■ **Work order**:
Down to the last line, reproduce the data below exactly.

■ **Dataset records**:
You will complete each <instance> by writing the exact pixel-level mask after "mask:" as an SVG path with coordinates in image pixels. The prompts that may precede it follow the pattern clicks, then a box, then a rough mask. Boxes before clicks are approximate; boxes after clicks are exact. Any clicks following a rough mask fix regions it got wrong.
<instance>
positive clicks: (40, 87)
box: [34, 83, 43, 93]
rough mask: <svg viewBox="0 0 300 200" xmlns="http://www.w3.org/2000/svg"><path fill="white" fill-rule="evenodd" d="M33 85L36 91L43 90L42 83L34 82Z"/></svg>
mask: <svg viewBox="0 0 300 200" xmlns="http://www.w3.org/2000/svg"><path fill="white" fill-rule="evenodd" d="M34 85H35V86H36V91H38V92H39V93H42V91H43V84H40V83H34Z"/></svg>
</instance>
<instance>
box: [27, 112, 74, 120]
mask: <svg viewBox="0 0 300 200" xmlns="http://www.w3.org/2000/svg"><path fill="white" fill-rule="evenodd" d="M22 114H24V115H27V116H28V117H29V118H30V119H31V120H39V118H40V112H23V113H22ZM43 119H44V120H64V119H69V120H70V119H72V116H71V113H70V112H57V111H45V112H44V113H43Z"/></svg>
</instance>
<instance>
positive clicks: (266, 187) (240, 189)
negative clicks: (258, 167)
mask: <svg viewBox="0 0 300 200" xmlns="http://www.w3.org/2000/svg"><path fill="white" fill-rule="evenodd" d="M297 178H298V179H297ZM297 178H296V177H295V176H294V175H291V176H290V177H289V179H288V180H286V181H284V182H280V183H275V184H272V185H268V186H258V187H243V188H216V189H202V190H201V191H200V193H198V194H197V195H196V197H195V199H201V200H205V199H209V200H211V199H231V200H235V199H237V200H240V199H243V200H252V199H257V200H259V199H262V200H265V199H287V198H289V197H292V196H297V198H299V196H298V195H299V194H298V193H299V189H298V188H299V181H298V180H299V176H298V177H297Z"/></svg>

■ **Solution to this exercise**:
You will complete each <instance> by writing the exact pixel-level mask after "mask:" as an SVG path with coordinates in image pixels. The prompts that may precede it follow the pattern clicks, then a box, then a rough mask. Boxes before clicks are approximate; boxes after clicks are exact. Any clicks following a rough mask fix regions it got wrong.
<instance>
positive clicks: (40, 87)
box: [34, 83, 43, 93]
rough mask: <svg viewBox="0 0 300 200" xmlns="http://www.w3.org/2000/svg"><path fill="white" fill-rule="evenodd" d="M33 85L36 91L43 90L42 83L34 82Z"/></svg>
mask: <svg viewBox="0 0 300 200" xmlns="http://www.w3.org/2000/svg"><path fill="white" fill-rule="evenodd" d="M34 85H35V86H36V91H38V92H39V93H42V91H43V84H40V83H34Z"/></svg>
</instance>
<instance>
box: [27, 112, 74, 120]
mask: <svg viewBox="0 0 300 200" xmlns="http://www.w3.org/2000/svg"><path fill="white" fill-rule="evenodd" d="M22 114H24V115H27V116H28V117H29V118H30V119H31V120H39V118H40V112H23V113H22ZM43 119H44V120H64V119H69V120H70V119H72V116H71V113H70V112H57V111H45V112H44V113H43Z"/></svg>
</instance>
<instance>
positive clicks: (266, 187) (240, 189)
negative clicks: (258, 167)
mask: <svg viewBox="0 0 300 200" xmlns="http://www.w3.org/2000/svg"><path fill="white" fill-rule="evenodd" d="M297 178H298V179H297ZM297 178H296V177H295V176H294V175H291V176H290V177H289V179H288V180H286V181H284V182H280V183H275V184H272V185H268V186H258V187H243V188H216V189H202V190H201V191H200V193H198V194H197V195H196V197H195V199H201V200H205V199H209V200H211V199H231V200H235V199H237V200H240V199H243V200H252V199H257V200H259V199H262V200H265V199H287V198H289V197H292V196H297V198H299V196H298V195H299V194H298V193H299V189H298V188H299V181H298V180H299V176H298V177H297Z"/></svg>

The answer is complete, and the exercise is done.